▶ [取り組む内容]:
1) 番組の感想記事で、マーク・レイが生計をたてている仕事として挙げられているのは何ですか？すべて答えてください。
2) 番組の感想記事を、最後の文の後から書き進めてください。

法華狼の日記

他名義は“ほっけ”等。主な話題は、アニメやネットや歴史認識の感想。ときどき著名人は敬称略。

『世界まる見え!テレビ特捜部』○○なのに×× SP

米国からは、モデルや俳優やカメラマンで生計をたてるホームレス中年マーク・レイを紹介。若き日にヨーロッパにわたったものの芽が出なかったという。

時にファッションショーの仕事を依頼されるほどの腕前だが月収は十数万円ほど。家賃が高騰しつづけるニューヨークに住むことはあきらめ、こっそり立ち入り禁止の屋上に寝泊まりする。4万円の飲み代はともかく、ジムに出費しているのは肉体作りのためだけでなく、そのロッカー4つに私物を保管するため。さらにジムの洗面所で洗濯や体を洗うことまでする。
首座カメラの前や、街ゆく女性の前では自由人のように快活にふるまうが、孤独に眠る時は思考を止めていることを明かす。ドラマ『相棒』の傑作エピソード「ボーダーライン」を思い出させる。

▶ [インスタンスごとの点による位置特定データ]:
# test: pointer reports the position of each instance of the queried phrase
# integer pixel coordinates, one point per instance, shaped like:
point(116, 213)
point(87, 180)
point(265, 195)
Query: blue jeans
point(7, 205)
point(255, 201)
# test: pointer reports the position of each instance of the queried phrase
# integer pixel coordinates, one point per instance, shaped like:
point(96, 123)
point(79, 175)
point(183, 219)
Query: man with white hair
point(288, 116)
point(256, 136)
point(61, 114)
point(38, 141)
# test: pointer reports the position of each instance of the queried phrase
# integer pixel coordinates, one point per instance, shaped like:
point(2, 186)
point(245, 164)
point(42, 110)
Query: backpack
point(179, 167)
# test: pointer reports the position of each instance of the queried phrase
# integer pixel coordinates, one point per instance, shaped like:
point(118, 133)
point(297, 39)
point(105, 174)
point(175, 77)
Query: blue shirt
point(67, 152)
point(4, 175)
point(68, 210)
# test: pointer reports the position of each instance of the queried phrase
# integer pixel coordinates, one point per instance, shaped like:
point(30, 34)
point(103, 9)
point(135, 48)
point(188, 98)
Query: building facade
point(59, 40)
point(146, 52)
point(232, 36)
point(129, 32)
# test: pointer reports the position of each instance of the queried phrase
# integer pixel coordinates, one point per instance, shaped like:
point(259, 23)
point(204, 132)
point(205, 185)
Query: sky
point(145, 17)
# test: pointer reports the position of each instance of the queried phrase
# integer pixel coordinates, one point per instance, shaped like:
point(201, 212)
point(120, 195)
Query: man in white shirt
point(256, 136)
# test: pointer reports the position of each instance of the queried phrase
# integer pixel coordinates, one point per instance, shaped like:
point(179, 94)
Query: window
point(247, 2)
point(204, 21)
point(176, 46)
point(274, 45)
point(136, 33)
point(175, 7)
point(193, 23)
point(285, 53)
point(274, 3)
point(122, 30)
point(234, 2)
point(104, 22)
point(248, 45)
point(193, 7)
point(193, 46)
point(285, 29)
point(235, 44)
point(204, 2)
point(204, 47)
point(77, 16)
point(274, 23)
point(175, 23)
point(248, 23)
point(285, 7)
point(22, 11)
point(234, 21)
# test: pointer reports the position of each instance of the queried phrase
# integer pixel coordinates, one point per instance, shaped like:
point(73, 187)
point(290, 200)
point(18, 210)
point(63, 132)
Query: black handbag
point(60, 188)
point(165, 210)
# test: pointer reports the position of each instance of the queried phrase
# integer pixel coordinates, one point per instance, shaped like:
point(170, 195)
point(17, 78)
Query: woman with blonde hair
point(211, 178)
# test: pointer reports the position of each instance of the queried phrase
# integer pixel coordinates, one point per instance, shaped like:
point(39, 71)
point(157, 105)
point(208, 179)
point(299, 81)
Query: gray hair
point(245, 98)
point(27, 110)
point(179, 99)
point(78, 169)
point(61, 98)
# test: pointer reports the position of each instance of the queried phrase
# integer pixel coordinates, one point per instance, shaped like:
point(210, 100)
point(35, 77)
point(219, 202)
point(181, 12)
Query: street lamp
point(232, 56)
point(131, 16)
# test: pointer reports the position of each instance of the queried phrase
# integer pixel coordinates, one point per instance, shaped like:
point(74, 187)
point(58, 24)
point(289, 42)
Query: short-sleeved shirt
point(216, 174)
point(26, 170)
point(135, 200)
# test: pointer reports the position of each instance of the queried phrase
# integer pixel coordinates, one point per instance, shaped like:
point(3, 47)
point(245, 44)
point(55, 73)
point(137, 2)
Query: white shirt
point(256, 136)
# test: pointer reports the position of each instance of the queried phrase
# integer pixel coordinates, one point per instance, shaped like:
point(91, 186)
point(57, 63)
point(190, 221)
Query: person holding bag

---

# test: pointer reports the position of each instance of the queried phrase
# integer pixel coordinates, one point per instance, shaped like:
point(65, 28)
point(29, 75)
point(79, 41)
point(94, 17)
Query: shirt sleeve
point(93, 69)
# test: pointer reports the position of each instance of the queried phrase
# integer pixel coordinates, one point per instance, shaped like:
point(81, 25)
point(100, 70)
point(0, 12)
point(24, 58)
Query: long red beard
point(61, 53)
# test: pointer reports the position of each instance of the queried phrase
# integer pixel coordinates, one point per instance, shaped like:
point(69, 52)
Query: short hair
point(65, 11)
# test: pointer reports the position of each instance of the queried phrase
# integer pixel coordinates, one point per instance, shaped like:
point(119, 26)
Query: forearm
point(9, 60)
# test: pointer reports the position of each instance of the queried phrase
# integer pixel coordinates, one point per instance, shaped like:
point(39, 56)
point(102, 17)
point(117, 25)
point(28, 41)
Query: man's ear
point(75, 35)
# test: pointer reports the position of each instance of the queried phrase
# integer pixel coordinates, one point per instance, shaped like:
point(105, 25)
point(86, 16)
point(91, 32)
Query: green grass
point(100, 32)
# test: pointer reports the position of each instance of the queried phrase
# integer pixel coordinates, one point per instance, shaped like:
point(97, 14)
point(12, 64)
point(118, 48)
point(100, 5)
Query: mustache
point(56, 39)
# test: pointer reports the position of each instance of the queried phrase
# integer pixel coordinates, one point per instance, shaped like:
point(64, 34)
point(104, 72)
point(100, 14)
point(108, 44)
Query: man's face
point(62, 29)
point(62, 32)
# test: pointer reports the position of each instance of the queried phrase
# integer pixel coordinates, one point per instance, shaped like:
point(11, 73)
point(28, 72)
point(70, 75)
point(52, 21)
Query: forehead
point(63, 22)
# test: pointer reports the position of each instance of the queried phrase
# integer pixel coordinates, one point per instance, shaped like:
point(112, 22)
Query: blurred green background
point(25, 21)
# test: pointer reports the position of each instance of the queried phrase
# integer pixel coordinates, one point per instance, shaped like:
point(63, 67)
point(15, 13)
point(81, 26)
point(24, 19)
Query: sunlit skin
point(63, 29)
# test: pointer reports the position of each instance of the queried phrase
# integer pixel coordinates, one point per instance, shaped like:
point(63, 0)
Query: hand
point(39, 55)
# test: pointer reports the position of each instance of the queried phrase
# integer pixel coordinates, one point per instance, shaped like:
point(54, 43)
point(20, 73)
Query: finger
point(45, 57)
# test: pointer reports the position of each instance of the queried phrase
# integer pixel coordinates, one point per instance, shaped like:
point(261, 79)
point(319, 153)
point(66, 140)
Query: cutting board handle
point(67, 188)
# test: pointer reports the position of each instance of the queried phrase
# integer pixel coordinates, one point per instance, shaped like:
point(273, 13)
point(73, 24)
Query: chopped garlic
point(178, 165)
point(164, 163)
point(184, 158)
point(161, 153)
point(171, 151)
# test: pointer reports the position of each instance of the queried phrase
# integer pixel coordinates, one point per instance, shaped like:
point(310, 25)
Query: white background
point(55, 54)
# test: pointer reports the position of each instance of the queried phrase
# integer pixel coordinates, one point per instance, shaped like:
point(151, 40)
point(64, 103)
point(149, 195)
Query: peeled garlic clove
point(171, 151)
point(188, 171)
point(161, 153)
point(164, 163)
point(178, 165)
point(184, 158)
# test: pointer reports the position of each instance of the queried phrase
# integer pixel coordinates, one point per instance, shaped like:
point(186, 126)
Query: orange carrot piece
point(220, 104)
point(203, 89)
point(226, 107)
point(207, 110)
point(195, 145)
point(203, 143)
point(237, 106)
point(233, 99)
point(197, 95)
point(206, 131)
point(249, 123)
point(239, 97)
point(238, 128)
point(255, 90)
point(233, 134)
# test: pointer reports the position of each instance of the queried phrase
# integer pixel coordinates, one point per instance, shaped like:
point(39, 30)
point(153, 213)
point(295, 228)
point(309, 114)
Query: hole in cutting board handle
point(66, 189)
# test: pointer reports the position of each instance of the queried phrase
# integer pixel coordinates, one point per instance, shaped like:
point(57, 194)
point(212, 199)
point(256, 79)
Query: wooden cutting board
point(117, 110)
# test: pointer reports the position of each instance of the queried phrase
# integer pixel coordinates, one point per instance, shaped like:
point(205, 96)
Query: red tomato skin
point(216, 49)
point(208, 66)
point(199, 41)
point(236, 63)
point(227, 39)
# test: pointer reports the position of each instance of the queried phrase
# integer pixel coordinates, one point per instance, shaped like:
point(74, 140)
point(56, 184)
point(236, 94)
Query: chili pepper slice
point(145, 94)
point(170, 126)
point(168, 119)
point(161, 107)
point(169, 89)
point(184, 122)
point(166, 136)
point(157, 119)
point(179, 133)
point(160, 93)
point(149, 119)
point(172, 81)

▶ [課題別の解答]:
1) モデル、俳優、カメラマン

2)
取材中に『メン・イン・ブラック』のエキストラにすべりこむ。さすが大作だけあって端役でもスーツを専用にしたてる。ハリウッド映画の豊かさ、制作費が高騰しつづける意味がかいま見える。


インドからは貧しい家の生活を楽にするため、僧侶になるため家を出て修行をする16歳の少女を紹介。
スタジオの紹介者が語ったように冷たく乾いた高峰の情景は美しいが、過去の生活と現在の修業を交互に見せる構成は単調で、あくまでダイジェストを見ている気分。家畜のヤギがユキヒョウに襲われる過去も、ザンスカールの凍てつく谷川をワイヤーゴンドラで渡る姿も、どこかのドキュメンタリで見た印象にとどまる。
おそらくもともとのドキュメンタリが、じっくり尺をとって情景や人物を見せてはじめて真価を発揮するタイプなのだろう。良くも悪くも情報として新味はなかった。


ケニアのナイロビからは、巨大なゴミ捨て場の子供たちのクラッシック楽団ゲットー・クラシックスを紹介。小学校には給食目当てで子供たちが集まる貧しい社会。その学校もゴミ焼却の煙がひどい時は閉ざされ、給食もなくなってしまう。
そんなスラム街に、外国で14年をすごした女性音楽家ケニアにもどって教会の音楽校をたちあげ、今では200人以上が所属している。参加しているのは大学で音楽を学ぶことを夢見る少女や、ギャングから足を洗って弟の眼の治療代を出そうとする青年など。
楽器は先進国の寄付によるもので、スラム街では盗まれないよう鍵をかけて学校に保管するしかない。クラリネットなどは肺活量が重要なのに、ゴミの煙がひどいため咳こむこともよくある。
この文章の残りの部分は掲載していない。